TO BE DONE:
Restate word for word the lines from the one containing "tree trunk, which" through the end of the listing below, with both ends included.

Image object location entries:
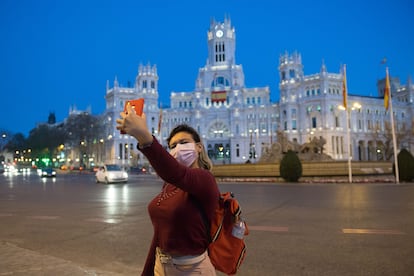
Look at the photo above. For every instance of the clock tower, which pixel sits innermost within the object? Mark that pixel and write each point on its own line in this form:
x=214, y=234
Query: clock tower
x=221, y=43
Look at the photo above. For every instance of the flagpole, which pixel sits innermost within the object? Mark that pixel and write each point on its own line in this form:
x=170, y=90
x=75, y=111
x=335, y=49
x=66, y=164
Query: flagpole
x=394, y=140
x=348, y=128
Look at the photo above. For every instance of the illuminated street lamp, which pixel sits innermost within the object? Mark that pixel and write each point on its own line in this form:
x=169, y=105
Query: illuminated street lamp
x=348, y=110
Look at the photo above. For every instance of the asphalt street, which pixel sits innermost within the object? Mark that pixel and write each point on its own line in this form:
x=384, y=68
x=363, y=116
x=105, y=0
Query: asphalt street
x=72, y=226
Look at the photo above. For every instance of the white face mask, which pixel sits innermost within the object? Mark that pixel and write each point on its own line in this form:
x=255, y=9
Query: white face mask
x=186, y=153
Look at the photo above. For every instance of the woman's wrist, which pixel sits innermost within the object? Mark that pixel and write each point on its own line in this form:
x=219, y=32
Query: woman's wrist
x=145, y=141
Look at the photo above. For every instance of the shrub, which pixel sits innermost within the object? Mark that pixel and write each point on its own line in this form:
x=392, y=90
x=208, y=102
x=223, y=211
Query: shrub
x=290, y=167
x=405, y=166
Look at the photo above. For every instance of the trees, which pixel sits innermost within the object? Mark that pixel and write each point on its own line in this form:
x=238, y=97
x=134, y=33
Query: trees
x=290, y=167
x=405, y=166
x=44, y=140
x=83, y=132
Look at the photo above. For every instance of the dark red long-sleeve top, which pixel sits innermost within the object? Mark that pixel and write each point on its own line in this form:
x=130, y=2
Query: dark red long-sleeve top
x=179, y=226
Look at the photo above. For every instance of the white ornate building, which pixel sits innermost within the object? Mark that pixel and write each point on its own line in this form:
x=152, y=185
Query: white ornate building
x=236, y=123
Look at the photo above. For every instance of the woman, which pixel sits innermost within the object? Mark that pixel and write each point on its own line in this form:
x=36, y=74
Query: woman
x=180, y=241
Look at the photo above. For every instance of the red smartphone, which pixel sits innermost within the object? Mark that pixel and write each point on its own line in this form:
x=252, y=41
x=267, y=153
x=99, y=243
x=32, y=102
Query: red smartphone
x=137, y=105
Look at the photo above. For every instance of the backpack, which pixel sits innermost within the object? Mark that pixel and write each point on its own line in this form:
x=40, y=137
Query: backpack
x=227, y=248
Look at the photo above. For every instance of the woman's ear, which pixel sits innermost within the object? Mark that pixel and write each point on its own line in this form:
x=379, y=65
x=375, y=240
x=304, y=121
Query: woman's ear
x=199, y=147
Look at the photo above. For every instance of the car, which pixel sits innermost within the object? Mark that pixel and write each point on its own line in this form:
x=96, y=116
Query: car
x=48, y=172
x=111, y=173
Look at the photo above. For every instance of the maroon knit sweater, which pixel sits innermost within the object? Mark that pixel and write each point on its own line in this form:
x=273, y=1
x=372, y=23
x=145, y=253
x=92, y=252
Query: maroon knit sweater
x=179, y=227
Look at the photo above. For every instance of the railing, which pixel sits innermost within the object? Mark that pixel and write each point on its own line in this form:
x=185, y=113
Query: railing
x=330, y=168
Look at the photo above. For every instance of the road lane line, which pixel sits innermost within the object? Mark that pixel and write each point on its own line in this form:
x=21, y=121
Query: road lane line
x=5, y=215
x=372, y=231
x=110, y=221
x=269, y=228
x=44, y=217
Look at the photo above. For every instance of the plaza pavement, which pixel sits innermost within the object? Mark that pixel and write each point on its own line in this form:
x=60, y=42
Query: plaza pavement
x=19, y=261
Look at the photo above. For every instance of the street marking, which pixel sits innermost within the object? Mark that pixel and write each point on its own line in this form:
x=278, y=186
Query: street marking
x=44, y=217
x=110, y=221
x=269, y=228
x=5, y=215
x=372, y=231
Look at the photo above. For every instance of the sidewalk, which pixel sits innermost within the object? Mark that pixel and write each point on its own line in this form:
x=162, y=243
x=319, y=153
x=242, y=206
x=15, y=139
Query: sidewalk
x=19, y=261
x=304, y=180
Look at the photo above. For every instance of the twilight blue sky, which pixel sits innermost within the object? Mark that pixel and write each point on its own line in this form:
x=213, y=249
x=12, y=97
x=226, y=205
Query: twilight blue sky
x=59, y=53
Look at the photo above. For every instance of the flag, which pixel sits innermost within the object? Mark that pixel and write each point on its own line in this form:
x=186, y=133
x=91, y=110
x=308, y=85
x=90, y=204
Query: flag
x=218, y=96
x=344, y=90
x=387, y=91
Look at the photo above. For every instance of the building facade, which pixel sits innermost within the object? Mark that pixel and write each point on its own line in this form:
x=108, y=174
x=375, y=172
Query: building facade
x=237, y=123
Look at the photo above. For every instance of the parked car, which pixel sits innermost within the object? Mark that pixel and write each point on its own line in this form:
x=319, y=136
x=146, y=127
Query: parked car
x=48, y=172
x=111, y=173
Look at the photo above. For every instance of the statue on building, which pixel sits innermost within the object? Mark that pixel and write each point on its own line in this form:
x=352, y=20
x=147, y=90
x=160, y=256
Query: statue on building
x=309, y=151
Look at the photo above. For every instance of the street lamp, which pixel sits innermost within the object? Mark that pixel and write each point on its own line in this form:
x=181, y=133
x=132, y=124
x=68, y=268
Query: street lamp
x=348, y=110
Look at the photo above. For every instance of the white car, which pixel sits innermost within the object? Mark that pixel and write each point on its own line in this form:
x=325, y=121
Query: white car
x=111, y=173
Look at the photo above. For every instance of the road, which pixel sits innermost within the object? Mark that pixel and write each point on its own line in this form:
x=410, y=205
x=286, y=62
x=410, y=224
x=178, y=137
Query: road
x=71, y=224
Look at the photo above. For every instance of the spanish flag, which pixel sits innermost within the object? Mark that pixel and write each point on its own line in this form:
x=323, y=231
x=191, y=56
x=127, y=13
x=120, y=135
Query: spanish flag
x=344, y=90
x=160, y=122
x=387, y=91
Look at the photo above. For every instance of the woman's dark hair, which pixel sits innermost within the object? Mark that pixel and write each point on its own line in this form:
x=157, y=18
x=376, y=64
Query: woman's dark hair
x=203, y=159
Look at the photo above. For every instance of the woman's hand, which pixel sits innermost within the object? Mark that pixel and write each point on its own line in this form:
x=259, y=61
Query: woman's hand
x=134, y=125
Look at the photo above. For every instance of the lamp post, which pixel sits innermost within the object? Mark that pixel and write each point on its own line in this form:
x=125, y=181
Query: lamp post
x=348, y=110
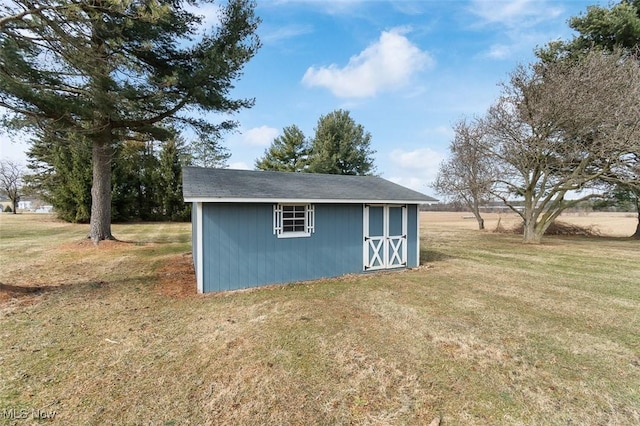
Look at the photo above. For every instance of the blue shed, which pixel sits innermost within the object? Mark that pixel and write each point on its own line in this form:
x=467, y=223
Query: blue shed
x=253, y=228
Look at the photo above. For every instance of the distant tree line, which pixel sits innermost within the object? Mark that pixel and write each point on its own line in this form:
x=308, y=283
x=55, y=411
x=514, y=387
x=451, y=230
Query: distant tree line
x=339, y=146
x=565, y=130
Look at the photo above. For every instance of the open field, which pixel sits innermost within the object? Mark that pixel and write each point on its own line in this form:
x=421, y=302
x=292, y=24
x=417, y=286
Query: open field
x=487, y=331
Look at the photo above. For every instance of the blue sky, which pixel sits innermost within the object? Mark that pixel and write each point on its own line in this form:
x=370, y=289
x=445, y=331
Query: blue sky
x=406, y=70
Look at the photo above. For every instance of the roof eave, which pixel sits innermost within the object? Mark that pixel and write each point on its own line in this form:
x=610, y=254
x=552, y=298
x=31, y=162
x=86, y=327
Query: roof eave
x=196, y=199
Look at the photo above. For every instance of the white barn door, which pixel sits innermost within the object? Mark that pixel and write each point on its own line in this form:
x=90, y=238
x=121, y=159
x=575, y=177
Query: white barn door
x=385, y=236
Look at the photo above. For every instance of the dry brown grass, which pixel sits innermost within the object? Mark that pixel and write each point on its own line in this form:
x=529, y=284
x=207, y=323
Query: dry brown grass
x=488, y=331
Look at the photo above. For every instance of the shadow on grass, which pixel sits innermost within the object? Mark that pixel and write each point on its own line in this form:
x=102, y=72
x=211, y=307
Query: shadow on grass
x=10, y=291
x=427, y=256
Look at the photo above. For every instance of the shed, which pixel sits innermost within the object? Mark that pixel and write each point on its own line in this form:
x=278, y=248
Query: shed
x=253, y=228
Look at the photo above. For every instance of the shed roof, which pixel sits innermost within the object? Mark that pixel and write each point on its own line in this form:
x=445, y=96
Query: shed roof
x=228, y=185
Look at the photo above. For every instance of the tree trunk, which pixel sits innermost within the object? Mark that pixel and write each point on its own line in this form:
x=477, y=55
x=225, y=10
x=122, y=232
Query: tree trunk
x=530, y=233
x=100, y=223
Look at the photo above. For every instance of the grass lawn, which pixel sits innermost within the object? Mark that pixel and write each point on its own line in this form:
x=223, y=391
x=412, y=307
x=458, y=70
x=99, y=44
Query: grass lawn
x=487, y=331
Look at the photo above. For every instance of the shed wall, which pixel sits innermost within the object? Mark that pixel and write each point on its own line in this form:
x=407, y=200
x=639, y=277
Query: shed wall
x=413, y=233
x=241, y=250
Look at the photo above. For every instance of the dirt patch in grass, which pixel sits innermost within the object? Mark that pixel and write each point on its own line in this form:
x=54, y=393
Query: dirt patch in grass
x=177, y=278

WRITTEN RESPONSE:
Look at the photo above. For every instance of the tree trunk, which pixel sits innermost within the object? Mark that pixel and write each point on its own line in this form:
x=477, y=55
x=225, y=10
x=122, y=232
Query: tree trunk
x=530, y=233
x=100, y=223
Look at the photo above. For every instance of the grass lawn, which pixel sits innermost within the object? Mark that pixel and write each point on its own line in this form:
x=223, y=391
x=412, y=307
x=458, y=70
x=99, y=44
Query: grass lawn
x=487, y=331
Look at the photo above. For every instance of the shed wall, which pixel sits innermost within the object? Mark that pixel and write each point on its own line in this form:
x=407, y=200
x=639, y=277
Query: shed wall
x=413, y=233
x=241, y=250
Look at the photo above. For every instance of the dirt patch in grass, which pixel sits innermost within the object? Mark that pixel and write each point on its own line in this form:
x=54, y=393
Query: dirt patch in grass
x=177, y=278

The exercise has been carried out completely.